-------- GIVEN INFORMATION --------

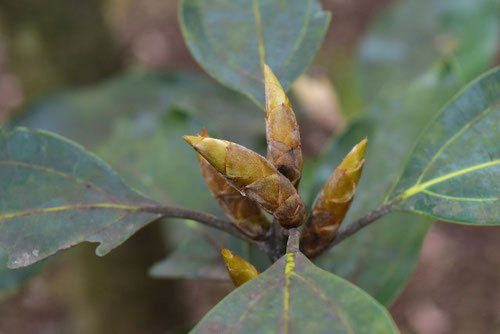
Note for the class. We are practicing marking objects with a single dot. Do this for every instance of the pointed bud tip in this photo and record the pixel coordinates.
(226, 254)
(204, 133)
(275, 95)
(192, 140)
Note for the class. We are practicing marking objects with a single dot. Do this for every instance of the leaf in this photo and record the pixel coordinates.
(231, 40)
(199, 256)
(55, 195)
(453, 173)
(150, 112)
(463, 32)
(381, 257)
(11, 278)
(294, 296)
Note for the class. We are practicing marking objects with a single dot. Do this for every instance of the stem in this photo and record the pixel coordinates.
(276, 242)
(362, 222)
(292, 245)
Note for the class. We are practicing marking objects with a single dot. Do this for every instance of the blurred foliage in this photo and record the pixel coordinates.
(452, 172)
(232, 40)
(393, 121)
(135, 122)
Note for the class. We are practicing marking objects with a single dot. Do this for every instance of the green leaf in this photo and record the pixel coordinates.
(55, 195)
(453, 173)
(466, 33)
(232, 39)
(295, 296)
(11, 278)
(150, 112)
(381, 257)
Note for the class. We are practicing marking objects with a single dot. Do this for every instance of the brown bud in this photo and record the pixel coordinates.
(243, 212)
(332, 203)
(282, 130)
(239, 270)
(254, 177)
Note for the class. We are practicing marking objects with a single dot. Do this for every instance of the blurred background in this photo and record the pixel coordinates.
(103, 59)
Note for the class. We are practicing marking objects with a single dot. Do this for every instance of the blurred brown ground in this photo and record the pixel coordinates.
(455, 287)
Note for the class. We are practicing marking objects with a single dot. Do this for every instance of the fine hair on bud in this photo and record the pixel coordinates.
(332, 203)
(282, 131)
(254, 177)
(239, 270)
(244, 213)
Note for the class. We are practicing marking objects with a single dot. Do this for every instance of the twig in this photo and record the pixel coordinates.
(362, 222)
(292, 245)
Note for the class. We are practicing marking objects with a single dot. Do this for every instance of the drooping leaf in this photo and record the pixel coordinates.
(233, 39)
(295, 296)
(381, 257)
(11, 278)
(453, 173)
(55, 195)
(150, 112)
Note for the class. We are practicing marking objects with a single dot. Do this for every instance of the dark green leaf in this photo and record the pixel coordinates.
(55, 195)
(11, 278)
(381, 257)
(453, 173)
(151, 112)
(231, 39)
(295, 296)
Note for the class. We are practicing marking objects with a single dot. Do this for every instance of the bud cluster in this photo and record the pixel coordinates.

--------

TASK GOAL
Repeat exactly the lines above from the line that contains "the blurred brown" through the end. Include both of these ends; leave out everything else.

TASK OUTPUT
Note for the class. We are practicing marking objects with a single dot. Do this for every instance of the blurred brown ground in this photo and record the pixel coordinates.
(455, 287)
Note for the class. We are practicing marking objects with a single dot. Do this for every instance of the fine hair on bud in this photo and record the pixel coordinates.
(332, 203)
(282, 131)
(254, 177)
(239, 270)
(244, 213)
Note for the class. We are practicing marking objects with a single dot. Do this for every instance of the twig in this photo and record the pixel coordinates.
(362, 222)
(292, 245)
Note for the class. We are practicing marking objects with a single dot. Do this for every instance of the drooping leaf in this photo and record the pixel coordinates.
(233, 39)
(295, 296)
(381, 257)
(11, 278)
(453, 173)
(55, 195)
(150, 112)
Note for the class. We are practicing marking objects with a single dot. Do this for every instance of the dark green leaf in this photo and record the pixel coordinates.
(55, 195)
(11, 278)
(381, 257)
(453, 173)
(151, 112)
(231, 39)
(295, 296)
Note for the class. We are practicing marking objects with a single dot. Do this for every instance of the bud cluster in this photo and record the pixel coordinates.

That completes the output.